Saved entries =>
* * * * *

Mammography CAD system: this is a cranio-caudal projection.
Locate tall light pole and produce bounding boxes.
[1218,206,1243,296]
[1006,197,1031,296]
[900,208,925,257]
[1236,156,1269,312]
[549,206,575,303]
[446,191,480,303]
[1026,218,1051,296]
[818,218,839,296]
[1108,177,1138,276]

* * * * *

Your goal => Reproduce the saved entries above line for line, changing nothing.

Full answer =>
Mammography CAD system: this is a cranio-caudal projection.
Locate tall light pole and produce bounding boxes.
[1218,206,1243,296]
[1006,197,1031,296]
[900,208,925,257]
[1236,156,1269,312]
[549,206,575,303]
[446,191,480,303]
[1026,218,1051,296]
[818,218,839,296]
[1108,177,1138,276]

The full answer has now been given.